WORK INSTRUCTIONS:
1. Please summarize the article on the LED lighting system for OCT in two sentences.
2. In the article on the LED lighting system for OCT, what output power does the new light source emit, and at what peak wavelength?

DOCUMENT EXTRACT:
━━━

12 Mar 2009
Japanese researchers plan to commercialize a low-cost LED lighting system that they say doubles the depth resolution of conventional OCT systems.
A team from Nagoya University has combined an infrared wideband glass phosphor with an LED for what it believes to be the first time. According to the group, the LED-glass phosphor unit provides wideband light suitable for high-resolution optical coherence tomography (OCT), while maintaining the benefits of LEDs (Applied Physics Express 2 032102).
"LEDs are high power, small, cheap and easy to incorporate into an OCT system, however, the full-width at half-maximum (FWHM) is not sufficient for high-resolution imaging," Shingo Fuchi, a researcher at Nagoya University, told optics.org. "We used a glass phosphor to broaden the FWHM of the LED for low-cost high-resolution OCT imaging."
Conventional OCT systems employ super luminescent diodes (SLEDs) or LEDs that emit in the near-infrared with spectral widths of around 50 nm. While such light sources are inexpensive, the resulting OCT depth resolution is insufficient for some medical applications.
By combining a near-infrared emitting phosphor with a 590 nm LED, the Nagoya group boosts the FWHM to 98 nm. The resulting light source emits an output power of 1mW at a peak wavelength of 1014 nm.
Although not directly measured, the depth resolution of the OCT system can be inferred from the coherence length of the lighting unit. Coherence length is the term used to define the distance between two sources which are able to interfere.
"We tested the coherence length of the lighting unit using a Michelson interferometer," commented Fuchi. "We achieved a coherence length of 4.6 µm, which should improve the depth resolution of the OCT to twice that of conventional SLEDs or LEDs."
The next step in the Japanese study is to install the light source in an OCT system and generate OCT images.

━━━

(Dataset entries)
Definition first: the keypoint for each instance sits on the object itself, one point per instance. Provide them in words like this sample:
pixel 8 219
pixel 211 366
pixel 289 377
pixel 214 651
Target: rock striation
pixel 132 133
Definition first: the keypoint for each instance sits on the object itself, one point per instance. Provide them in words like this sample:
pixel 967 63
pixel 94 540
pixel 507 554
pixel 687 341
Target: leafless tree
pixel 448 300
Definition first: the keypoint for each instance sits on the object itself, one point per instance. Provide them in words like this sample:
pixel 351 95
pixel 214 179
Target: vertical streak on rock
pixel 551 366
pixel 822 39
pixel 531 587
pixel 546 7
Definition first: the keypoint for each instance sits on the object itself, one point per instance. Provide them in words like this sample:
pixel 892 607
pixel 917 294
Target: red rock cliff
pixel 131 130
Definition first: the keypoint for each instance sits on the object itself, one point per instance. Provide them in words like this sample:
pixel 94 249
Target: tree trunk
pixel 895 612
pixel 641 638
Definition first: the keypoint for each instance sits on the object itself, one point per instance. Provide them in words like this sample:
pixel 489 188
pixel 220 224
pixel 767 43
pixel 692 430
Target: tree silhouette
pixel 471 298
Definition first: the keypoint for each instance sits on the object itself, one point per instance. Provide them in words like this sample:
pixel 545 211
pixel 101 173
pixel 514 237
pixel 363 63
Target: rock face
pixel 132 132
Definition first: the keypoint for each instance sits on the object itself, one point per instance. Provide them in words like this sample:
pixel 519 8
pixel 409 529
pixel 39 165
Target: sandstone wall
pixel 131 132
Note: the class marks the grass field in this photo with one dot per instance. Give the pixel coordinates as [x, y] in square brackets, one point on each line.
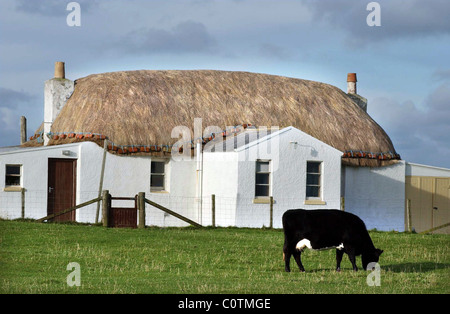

━━━

RESULTS OF THE TASKS:
1. A Nagoya University team has combined an infrared wideband glass phosphor with an LED, which broadens the LED's full-width at half-maximum to 98 nm for low-cost, high-resolution optical coherence tomography. Tested with a Michelson interferometer, the unit reached a coherence length of 4.6 µm, which should double the depth resolution compared with conventional SLEDs or LEDs.

2. It emits 1 mW at a peak wavelength of 1014 nm.